Segundo a Historia de la Liturgia de Mario Righetti, as primeiras menções do racional são do século X. Este se popularizou nas dioceses pertencentes ao Sacro Império Romano-Germânico ou em territórios vizinhos: Alemanha, França, Bélgica, República Checa, Polônia e norte da Itália.

Poucos exemplares do racional sobreviveram. A maior parte das evidências deriva de estátuas dos Bispos, uma vez que esta insígnia cairia em desuso na maioria dos lugares a partir dos séculos XIII e XIV.

Estátua de São Mansuy, Bispo de Toul (França)

Dessas estátuas podemos aferir seu formato tradicional: uma tela retangular de tecido com franjas nas quatro pontas e uma abertura central para a cabeça, que o Bispo endossava sobre a casula para a celebração das Missas mais solenes.

Estátua de São Willibald, Bispo de Eichstätt (Alemanha)

No racional geralmente estavam inscritas virtudes que o Bispo deveria possuir para “governar” bem o seu povo. Segundo Righetti, o racional é “símbolo da ciência e da verdade”.

Atualmente, o uso do racional é preservado em quatro dioceses: Eichstätt e Paderborn na Alemanha, Nancy-Toul na França e Cracóvia na Polônia. Paderborn e Cracóvia foram posteriormente elevadas a Arquidioceses: portanto, seus Bispos têm direito tanto ao racional quanto ao pálio.

Diocese de Eichstätt

A Diocese de Eichstätt foi criada em meados do século VIII. Seu primeiro Bispo, São Wilibaldo (741-787), costuma ser representado com o racional, ainda que anacrônico (cf. a imagem acima).

Dados fornecidos ▸
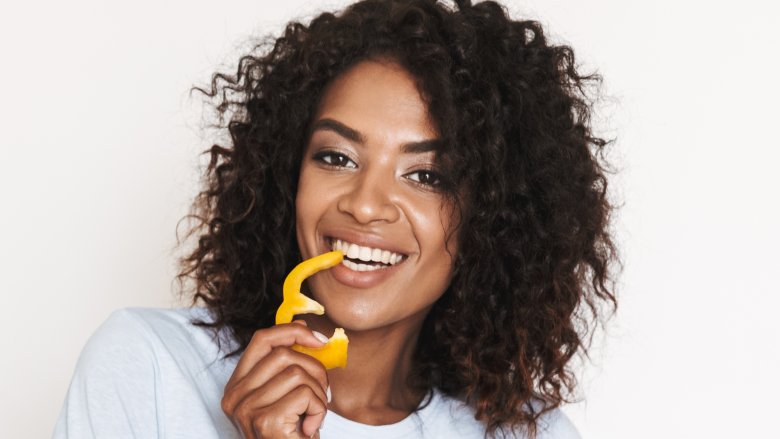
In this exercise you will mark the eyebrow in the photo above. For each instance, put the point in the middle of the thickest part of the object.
(356, 136)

Tarefa ▸ Transcreva o trecho do artigo sobre o racional que se abre com as palavras "No racional geralmente" e se fecha com "quanto ao pálio.", renomeando "racional" para "superumeral". A listagem provém de outra fonte.

Resposta ▸
No superumeral geralmente estavam inscritas virtudes que o Bispo deveria possuir para “governar” bem o seu povo. Segundo Righetti, o superumeral é “símbolo da ciência e da verdade”.

Atualmente, o uso do superumeral é preservado em quatro dioceses: Eichstätt e Paderborn na Alemanha, Nancy-Toul na França e Cracóvia na Polônia. Paderborn e Cracóvia foram posteriormente elevadas a Arquidioceses: portanto, seus Bispos têm direito tanto ao superumeral quanto ao pálio.